[Rows from a pointing dataset]
* * * * *

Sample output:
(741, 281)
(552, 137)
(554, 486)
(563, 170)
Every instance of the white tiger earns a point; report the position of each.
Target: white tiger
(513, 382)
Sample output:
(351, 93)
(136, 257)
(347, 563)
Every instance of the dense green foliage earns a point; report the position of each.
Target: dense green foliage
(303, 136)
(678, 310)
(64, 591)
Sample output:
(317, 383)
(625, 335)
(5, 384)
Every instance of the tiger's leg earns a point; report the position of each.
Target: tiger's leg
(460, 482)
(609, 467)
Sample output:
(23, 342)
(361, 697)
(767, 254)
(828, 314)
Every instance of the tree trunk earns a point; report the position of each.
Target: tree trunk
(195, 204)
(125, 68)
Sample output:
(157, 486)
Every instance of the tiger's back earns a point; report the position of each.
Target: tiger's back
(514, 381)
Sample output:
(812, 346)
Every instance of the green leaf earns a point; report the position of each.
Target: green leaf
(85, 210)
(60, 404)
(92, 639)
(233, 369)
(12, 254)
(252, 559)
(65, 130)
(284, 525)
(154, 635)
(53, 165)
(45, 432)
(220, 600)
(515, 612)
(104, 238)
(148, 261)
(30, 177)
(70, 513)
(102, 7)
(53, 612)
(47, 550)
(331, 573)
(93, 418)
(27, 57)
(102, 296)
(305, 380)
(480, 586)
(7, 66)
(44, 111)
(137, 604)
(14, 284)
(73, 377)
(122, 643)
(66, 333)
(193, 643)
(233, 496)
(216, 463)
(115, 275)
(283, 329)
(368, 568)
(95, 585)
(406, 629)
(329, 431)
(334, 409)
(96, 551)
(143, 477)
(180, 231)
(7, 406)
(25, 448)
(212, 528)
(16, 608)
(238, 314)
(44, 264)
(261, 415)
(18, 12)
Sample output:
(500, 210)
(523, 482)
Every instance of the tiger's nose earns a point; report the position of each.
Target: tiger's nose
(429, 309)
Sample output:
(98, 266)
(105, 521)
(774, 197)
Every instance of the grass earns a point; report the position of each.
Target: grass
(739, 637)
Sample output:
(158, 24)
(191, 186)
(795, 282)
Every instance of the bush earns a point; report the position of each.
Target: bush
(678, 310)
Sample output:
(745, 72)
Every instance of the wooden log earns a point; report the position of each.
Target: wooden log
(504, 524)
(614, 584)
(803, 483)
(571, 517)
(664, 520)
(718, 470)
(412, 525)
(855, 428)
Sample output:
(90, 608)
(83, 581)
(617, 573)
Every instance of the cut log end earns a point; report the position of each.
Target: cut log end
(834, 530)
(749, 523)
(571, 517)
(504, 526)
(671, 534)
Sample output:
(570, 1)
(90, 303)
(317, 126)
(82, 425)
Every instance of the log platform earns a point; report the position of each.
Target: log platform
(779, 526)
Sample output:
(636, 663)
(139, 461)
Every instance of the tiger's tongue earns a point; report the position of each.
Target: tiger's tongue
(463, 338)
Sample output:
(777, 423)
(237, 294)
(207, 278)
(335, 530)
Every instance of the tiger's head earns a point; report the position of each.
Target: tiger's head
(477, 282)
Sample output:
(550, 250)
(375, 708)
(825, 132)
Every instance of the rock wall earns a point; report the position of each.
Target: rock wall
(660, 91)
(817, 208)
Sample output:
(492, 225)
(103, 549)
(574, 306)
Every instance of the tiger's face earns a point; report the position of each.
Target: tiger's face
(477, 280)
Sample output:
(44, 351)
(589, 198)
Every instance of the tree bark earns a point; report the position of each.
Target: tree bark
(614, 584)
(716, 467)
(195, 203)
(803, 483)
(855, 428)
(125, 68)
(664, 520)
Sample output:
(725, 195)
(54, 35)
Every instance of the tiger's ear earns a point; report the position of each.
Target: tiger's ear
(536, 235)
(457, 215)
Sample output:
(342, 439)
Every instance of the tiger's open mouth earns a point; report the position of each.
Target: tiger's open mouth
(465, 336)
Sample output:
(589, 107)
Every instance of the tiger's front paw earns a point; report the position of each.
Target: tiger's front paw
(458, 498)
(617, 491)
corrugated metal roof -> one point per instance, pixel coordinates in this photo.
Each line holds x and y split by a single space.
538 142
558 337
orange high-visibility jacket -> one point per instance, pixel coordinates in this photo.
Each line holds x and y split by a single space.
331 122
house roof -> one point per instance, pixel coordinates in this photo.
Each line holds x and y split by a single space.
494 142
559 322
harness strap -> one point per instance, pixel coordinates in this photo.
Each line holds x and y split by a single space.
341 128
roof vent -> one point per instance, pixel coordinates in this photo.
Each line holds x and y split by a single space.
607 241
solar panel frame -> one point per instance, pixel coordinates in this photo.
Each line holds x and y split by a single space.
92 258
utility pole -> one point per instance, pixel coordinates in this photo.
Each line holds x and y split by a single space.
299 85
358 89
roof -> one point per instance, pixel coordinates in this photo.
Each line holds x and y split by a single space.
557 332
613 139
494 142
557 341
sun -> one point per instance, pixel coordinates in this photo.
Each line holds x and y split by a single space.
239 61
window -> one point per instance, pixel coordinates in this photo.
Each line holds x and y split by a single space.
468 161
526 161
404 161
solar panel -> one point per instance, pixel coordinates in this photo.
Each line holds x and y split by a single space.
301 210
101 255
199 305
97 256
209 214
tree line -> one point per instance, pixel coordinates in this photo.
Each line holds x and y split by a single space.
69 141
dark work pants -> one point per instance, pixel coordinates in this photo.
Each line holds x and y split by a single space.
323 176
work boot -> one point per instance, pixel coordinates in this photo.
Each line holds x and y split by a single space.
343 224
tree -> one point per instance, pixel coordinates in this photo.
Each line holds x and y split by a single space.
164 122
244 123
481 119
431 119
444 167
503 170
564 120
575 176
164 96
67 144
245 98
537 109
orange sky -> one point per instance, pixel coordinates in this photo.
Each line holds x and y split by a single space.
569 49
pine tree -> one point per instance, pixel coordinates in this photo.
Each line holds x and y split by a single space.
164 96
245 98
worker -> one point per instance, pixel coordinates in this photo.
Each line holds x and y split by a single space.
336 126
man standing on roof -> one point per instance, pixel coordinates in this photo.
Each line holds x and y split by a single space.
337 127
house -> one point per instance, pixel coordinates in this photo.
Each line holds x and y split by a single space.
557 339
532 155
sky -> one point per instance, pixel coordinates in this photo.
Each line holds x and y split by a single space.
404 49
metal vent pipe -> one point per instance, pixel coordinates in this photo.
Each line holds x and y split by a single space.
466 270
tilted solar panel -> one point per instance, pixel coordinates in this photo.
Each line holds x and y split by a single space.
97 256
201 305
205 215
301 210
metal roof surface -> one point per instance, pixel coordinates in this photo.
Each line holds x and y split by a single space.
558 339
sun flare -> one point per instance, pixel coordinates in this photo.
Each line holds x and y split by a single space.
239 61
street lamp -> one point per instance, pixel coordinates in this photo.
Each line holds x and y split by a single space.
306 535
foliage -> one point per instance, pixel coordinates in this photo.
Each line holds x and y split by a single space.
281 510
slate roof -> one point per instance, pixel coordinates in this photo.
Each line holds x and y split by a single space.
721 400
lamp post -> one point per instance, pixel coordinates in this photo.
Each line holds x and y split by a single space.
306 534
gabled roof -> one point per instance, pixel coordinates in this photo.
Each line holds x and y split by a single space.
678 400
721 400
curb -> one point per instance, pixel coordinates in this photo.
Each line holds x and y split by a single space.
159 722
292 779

* * * * *

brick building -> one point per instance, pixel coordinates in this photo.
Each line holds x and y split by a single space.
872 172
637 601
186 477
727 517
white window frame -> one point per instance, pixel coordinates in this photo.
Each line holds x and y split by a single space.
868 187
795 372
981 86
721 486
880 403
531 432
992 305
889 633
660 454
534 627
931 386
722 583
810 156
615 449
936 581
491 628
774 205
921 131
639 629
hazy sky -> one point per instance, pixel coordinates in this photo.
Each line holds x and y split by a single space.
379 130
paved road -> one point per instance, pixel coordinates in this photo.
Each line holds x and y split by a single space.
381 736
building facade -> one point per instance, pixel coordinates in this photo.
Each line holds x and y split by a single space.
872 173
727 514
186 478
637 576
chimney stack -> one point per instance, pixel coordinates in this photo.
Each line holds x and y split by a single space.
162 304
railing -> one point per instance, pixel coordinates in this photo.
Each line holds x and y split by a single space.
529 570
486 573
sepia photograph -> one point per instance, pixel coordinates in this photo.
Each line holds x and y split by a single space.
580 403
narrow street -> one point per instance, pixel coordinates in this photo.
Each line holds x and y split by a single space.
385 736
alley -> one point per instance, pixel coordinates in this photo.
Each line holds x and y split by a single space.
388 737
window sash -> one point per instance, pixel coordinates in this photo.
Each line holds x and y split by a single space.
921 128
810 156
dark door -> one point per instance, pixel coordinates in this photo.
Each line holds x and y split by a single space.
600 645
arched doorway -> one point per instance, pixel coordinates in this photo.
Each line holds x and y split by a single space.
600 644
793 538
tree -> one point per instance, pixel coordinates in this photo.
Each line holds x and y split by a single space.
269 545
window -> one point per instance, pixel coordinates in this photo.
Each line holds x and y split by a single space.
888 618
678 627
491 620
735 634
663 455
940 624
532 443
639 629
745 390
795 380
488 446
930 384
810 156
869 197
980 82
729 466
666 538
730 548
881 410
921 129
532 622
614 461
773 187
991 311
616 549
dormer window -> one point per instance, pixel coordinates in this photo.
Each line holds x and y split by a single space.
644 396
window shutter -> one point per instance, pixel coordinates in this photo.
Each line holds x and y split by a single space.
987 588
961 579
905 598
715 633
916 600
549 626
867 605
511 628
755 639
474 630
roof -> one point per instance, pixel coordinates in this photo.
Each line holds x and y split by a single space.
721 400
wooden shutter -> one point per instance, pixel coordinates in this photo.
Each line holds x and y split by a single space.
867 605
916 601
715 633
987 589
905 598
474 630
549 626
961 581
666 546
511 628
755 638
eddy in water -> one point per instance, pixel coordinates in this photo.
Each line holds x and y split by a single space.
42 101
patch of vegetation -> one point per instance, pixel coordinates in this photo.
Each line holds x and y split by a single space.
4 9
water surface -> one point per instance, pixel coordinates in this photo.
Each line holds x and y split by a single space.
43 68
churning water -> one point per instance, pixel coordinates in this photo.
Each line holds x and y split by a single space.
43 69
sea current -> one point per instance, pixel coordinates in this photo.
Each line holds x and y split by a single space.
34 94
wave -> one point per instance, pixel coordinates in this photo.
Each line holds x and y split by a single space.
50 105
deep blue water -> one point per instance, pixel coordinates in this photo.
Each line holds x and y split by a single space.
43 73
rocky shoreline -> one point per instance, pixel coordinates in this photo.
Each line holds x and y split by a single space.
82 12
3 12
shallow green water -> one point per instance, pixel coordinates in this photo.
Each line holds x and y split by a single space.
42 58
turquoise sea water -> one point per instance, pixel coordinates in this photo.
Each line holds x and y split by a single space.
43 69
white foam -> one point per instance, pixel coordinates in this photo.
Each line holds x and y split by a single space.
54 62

* * * * *

:: Your goal ::
Find every line in the entries above that holds the word "street", and copy each of those lines.

:: Correct output ::
street lamp -> one point per instance, pixel coordinates in this photo.
narrow street -> one point per instance, pixel coordinates in this photo.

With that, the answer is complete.